(Entries from a pointing dataset)
☆ ☆ ☆
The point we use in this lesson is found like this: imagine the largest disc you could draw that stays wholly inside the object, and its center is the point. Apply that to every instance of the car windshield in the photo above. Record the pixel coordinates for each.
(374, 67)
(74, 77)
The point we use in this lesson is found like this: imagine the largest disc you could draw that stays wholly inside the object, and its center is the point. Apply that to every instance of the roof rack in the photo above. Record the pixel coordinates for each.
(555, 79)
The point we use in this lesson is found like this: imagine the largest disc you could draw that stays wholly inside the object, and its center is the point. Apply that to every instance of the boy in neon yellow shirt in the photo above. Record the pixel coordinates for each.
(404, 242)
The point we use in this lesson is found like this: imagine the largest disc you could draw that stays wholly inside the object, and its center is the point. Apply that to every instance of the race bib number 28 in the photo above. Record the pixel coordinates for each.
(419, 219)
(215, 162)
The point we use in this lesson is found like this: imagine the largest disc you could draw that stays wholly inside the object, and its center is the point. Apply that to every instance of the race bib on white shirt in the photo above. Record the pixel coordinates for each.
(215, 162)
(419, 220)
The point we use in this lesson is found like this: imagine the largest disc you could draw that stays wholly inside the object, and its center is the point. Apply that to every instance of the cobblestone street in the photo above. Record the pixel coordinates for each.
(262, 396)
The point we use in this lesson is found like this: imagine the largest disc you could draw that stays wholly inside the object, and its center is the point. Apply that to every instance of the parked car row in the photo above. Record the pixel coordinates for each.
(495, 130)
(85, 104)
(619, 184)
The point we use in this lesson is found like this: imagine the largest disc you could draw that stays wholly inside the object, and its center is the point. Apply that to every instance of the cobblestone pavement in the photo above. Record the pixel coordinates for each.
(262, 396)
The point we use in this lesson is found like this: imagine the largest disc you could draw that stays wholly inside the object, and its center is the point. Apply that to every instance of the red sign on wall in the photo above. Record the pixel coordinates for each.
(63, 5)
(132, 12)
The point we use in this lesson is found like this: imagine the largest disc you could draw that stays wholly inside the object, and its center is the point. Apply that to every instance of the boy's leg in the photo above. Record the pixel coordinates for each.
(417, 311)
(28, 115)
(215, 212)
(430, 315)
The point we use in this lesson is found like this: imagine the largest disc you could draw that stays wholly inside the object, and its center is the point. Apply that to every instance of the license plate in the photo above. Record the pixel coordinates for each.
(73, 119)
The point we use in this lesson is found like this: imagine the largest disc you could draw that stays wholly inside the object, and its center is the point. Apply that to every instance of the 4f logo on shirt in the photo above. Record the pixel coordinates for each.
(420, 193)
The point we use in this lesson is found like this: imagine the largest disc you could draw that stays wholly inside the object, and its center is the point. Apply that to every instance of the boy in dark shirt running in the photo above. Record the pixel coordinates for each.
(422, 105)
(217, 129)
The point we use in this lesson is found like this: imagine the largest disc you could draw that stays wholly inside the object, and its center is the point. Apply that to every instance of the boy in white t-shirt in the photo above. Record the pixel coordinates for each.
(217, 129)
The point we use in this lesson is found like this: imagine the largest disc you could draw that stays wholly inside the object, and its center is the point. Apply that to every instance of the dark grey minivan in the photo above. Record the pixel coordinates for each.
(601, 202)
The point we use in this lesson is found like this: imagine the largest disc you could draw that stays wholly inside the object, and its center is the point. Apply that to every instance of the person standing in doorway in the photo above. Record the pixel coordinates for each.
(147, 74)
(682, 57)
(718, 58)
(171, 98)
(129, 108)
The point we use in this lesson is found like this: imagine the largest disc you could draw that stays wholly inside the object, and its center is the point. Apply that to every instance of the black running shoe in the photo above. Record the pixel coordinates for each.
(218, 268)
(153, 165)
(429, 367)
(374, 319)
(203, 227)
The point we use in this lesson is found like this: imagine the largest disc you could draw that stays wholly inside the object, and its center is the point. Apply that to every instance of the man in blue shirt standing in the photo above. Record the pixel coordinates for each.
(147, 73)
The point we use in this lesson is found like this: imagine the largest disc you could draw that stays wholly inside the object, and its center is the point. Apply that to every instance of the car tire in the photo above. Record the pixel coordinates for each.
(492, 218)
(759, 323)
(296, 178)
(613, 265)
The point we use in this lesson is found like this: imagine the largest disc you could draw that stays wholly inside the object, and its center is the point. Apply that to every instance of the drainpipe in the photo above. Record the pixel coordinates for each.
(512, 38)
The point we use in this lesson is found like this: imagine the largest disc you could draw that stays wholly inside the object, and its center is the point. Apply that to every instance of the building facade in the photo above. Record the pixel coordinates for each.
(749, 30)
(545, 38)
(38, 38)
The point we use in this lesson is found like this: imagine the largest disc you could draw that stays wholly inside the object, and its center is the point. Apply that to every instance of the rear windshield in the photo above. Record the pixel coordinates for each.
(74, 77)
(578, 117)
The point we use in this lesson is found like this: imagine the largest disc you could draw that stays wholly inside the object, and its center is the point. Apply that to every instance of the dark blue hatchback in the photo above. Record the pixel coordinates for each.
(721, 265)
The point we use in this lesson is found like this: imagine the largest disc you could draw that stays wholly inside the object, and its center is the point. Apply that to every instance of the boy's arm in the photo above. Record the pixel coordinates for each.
☆ ☆ ☆
[Task prompt] Every entry above needs to be quoted exactly.

[In response]
The point we use in this lesson is found like this: imagine the largest disc you could draw that stays wholly inside the object, and its center is the point. Apply that to every instance of the car windshield in the photo above. Record the pixel coordinates for each.
(374, 67)
(74, 77)
The point we use in this lesson is found like this: imagine the largest disc you could draw that stays wholly inside the object, and its center is the point. Apply that to every instance of the roof rack in the photo above. Record the pixel coordinates for each.
(555, 79)
The point we use in this lesson is found like this: imagine the largest disc you could draw that stays wholly inside the object, and its center is the point. Apply that to every instance of the boy in neon yellow shirt in the photo above. Record the pixel coordinates for each.
(404, 242)
The point we use in this lesson is found like this: imagine the largest disc you could draw that stays wholly inside the object, and its center is the point. Apply that to every instance of the race bib number 28 in the photo above. Record the pixel coordinates for each.
(419, 219)
(215, 162)
The point we use in this lesson is found like this: imagine the largest disc you could draw that stays wholly inside the object, and its center is the point. Apply that to every instance of the race bib on white shirt in the photo above. Record the pixel coordinates for each.
(215, 162)
(419, 220)
The point we use in this lesson is found like this: imagine the largest disc you could draw that stays wholly inside the object, and its center is the point. Apply that to every instance of the cobblestone street in the photo above. Record the pixel coordinates for each.
(262, 396)
The point we use in this lesson is found like this: imagine the largest disc you could draw that stays wholly inside the object, and its center is the point. Apply that to every instance of the parked car row in the photo above. Record the pixel coordinates for each.
(495, 130)
(85, 104)
(619, 184)
The point we use in this lesson is found like this: imagine the largest disc you could draw that stays wholly inside the object, and its center is the point. Apply that to every instance of the cobblestone pavement in the photo above. Record the pixel coordinates for each.
(262, 396)
The point we use in this lesson is found like this: imagine the largest disc you could draw that stays wholly inside the object, and its center is the point. Apply that to every instance of the red sign on wall in the photo above. Record the pixel coordinates for each.
(63, 5)
(132, 12)
The point we use in this lesson is found like this: imagine the largest disc you could draw that stays wholly inside the object, and its center is the point. Apply that to every instance of the boy's leg in the photo above. Record the pixel coordinates for each.
(417, 311)
(28, 115)
(215, 212)
(430, 315)
The point we use in this lesson is found like this: imagine the largest disc you could draw that stays wholly inside the object, and its center is the point. Apply that to every instance of the license plate in the photo above. Record the pixel coordinates for each.
(73, 119)
The point we use in this lesson is found like this: imagine the largest disc you could draw that stays wholly inside the object, and its center is the point. Apply that to every instance of the 4f logo on shirt in the photo above. Record the pixel coordinates for each.
(420, 193)
The point we use in this lesson is found like this: imagine the largest disc you could draw that stays wholly inside the object, and its center is the point. Apply that to every instance of the boy in dark shirt running in the photo above. Record the pixel coordinates for each.
(422, 105)
(217, 129)
The point we use in this lesson is found like this: imagine the largest disc you could draw that stays wholly inside the object, and its center is the point. Apply that to every instance of the boy in white t-shirt in the photo above. Record the pixel coordinates for each.
(217, 129)
The point we use in this lesson is found like this: imagine the largest disc you could draw that stays wholly inside the object, and its center is the point. Apply that to every instance of the dark grey minivan in the photo above. Record the pixel coordinates for each.
(601, 202)
The point we use in this lesson is found like this: imagine the largest disc you could draw that stays wholly inside the object, and its center is the point. Apply that to every instance of the person standing in doorway in the photo above. Record the pixel coordinates for each.
(147, 74)
(682, 57)
(718, 58)
(171, 98)
(129, 108)
The point we use in this lesson is found like this: imagine the largest disc you could draw that stays wholly inside the object, and its center is the point. Apply that to every instance of the black running shoe in the photo above. Record the pixel coordinates for each.
(218, 268)
(153, 165)
(429, 367)
(374, 319)
(203, 227)
The point we use in this lesson is found like this: imagine the largest disc you could draw that stays wholly inside the object, and its center is the point. Apply that to every instance of the man in blue shirt standing in the photo above. Record the pixel coordinates for each.
(147, 73)
The point we use in this lesson is found like this: imagine the largest disc you could draw that stays wholly inside the object, and its center is the point. Apply that to every instance of the car tire in the photo above. Record the pixel coordinates for each.
(492, 218)
(759, 323)
(296, 178)
(613, 265)
The point we use in this lesson is found like this: imagine the largest disc you could draw that stays wholly inside the object, and its center is the point. Apply that to every instance of the drainpipe in the photo above. Record the pixel coordinates for each.
(512, 38)
The point we use in this lesson is found like this: imagine the largest disc you could draw that stays wholly inside the object, and its center is the point. Apply that to every instance of the building facade in the photo above. Record the pixel coordinates for each.
(749, 30)
(545, 38)
(38, 38)
The point we use in this lesson is found like this: imagine the largest disc you could draw that stays wholly inside the object, and its center is the point. Apply that to every instance of the rear windshield in the photo above. Record the pixel coordinates for each.
(74, 77)
(578, 117)
The point we use in this lesson is found like this: imagine the largest disc you could draw that stays wholly inside the object, and its center is the point. Apply that to every instance of the dark blue hatchback in the photo above. Record the pixel coordinates for each.
(721, 265)
The point we use in this lesson is found like this: imagine the largest disc you could draw that stays wholly inside the object, and its center is the point. Apply that to every instance of the boy's arm in the photo above. Record the pixel coordinates for each.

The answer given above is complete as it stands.